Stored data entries
* * * * *

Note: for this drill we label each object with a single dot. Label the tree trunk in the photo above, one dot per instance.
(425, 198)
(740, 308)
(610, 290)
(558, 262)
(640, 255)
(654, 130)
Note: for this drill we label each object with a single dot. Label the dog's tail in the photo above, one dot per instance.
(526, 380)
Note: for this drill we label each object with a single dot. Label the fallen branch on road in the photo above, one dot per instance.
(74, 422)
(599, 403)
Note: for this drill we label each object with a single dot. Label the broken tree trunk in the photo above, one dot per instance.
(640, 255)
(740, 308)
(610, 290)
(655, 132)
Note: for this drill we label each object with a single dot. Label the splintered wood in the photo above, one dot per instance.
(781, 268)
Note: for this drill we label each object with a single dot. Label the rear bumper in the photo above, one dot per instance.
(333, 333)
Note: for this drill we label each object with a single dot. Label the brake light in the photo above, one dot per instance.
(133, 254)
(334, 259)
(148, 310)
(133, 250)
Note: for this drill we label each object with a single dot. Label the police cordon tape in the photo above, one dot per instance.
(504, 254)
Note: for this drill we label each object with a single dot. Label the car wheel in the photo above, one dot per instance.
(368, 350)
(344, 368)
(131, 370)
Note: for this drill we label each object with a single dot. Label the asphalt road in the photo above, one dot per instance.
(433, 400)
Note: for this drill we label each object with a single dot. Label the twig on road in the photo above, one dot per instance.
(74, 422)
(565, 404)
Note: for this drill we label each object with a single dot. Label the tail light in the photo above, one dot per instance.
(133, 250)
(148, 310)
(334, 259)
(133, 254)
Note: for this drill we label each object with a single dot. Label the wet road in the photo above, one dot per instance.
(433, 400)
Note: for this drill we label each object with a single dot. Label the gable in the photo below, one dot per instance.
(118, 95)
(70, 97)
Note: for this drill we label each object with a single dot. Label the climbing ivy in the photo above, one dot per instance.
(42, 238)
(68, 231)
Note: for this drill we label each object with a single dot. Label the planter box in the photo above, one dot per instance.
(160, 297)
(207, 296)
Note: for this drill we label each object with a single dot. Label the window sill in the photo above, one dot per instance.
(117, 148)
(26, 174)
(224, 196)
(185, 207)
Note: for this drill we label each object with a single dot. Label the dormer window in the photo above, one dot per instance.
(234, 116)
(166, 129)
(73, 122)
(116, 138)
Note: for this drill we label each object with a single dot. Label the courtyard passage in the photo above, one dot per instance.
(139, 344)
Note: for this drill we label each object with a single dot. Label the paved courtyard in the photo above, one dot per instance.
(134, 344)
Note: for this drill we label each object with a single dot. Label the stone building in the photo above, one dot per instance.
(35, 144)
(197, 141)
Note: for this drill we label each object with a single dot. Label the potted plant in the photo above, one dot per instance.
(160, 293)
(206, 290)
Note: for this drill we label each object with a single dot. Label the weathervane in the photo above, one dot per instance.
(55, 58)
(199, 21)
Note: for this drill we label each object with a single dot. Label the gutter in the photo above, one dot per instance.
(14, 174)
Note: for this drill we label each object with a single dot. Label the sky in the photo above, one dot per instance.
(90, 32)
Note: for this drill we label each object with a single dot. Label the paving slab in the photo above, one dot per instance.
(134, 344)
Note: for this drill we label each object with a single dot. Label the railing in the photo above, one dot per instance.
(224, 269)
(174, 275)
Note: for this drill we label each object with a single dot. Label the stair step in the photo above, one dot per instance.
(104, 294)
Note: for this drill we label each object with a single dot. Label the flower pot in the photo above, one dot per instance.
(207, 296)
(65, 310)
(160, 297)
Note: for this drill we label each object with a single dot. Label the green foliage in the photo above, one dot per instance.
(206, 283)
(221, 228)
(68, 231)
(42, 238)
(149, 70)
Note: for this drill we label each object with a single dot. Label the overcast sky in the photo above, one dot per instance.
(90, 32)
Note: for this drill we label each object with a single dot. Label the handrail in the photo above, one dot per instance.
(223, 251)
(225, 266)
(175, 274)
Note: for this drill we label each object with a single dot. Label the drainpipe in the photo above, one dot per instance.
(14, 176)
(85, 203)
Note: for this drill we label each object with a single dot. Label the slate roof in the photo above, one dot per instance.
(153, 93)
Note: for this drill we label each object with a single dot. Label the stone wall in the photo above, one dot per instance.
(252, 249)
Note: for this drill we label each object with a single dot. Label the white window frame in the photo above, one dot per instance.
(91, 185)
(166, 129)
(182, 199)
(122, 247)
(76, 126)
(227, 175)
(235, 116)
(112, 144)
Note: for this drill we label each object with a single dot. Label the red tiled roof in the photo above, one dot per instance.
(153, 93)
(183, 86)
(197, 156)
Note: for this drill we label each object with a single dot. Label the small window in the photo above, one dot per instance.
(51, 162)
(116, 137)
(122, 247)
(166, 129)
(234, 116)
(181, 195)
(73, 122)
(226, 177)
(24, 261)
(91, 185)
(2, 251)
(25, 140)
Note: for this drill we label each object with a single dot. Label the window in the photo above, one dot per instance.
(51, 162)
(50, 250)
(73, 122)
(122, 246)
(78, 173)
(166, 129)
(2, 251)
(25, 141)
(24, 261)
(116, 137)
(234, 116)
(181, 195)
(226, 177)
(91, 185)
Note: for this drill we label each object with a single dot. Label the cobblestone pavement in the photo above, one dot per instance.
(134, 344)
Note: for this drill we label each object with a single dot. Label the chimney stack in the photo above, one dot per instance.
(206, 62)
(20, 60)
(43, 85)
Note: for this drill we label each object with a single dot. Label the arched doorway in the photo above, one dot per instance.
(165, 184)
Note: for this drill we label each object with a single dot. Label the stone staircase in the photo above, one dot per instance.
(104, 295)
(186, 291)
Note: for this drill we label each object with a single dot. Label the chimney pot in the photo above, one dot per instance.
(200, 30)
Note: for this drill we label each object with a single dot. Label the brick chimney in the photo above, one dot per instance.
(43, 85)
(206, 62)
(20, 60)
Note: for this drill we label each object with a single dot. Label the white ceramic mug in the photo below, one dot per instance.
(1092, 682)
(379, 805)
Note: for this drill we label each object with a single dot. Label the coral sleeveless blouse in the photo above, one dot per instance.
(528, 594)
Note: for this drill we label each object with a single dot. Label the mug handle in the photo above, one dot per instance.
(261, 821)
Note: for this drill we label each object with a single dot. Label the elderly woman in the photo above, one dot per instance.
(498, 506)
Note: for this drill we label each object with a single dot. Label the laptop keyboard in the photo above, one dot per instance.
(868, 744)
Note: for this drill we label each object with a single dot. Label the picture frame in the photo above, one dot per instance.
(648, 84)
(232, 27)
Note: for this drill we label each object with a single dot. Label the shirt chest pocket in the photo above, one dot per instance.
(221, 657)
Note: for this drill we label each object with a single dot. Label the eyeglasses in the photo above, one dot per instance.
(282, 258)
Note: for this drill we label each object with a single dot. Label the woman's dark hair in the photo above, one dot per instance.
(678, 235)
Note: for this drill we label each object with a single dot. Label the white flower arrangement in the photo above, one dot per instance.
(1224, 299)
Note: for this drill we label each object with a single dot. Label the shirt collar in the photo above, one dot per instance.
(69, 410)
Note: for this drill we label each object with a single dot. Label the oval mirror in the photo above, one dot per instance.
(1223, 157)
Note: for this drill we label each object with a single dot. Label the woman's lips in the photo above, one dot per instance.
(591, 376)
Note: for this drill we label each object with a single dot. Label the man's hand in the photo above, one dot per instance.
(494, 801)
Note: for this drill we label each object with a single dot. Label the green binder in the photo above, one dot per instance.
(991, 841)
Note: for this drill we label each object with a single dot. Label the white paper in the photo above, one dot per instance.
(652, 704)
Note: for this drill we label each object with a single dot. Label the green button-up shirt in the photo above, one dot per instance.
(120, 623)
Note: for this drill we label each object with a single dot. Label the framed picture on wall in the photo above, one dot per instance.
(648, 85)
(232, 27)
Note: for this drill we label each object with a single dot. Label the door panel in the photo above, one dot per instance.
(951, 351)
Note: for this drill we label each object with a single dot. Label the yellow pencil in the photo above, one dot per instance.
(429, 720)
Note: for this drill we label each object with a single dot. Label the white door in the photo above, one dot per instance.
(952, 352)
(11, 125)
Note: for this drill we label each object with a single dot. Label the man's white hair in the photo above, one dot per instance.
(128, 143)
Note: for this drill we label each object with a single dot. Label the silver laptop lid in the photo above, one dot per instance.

* * * * *

**Exercise brief**: Copy the material word for word, beginning at the line that contains "the white ceramic" and ending after the line that contains "(1223, 157)".

**Output for this task**:
Note: for this drill we label each object with a single dot. Label the white ceramic mug in the photo below, one dot per instance.
(1092, 682)
(379, 805)
Note: for this drill we label each object with a single dot. Label the coral sleeveless blouse in the photo above, one dot per instance.
(528, 594)
Note: for this drill we label each object with a single dot. Label the mug handle in the photo above, one dot per instance.
(261, 821)
Note: for this drill we label each object with a single dot. Label the elderly woman in the photo above, one dot per instance.
(498, 506)
Note: for this drill we label each object with a single dot. Label the laptop keyboard in the photo above, one dot per instance.
(868, 744)
Note: for this drill we label each object with a single dot. Label the picture frame in the photo above, one dot per instance.
(648, 84)
(232, 27)
Note: for this drill we label each object with a single dot. Label the shirt chest pocket in the photo above, one dot per instance.
(221, 657)
Note: for this drill we label each object with a single dot. Label the eyeglasses in the photo above, one dot per instance.
(282, 258)
Note: for this drill we label each object with a single dot. Label the woman's dark hair in the photo above, one dot per instance.
(678, 235)
Note: for this drill we label each object with a single dot. Label the white flower arrangement in the photo above, one dot per instance.
(1224, 299)
Note: for this drill we label each object with a single dot. Label the shirt collar in the photo above, one dot per instance.
(69, 410)
Note: for this drill we label each object with a single dot. Label the oval mirror in the photo above, one dot per instance.
(1223, 157)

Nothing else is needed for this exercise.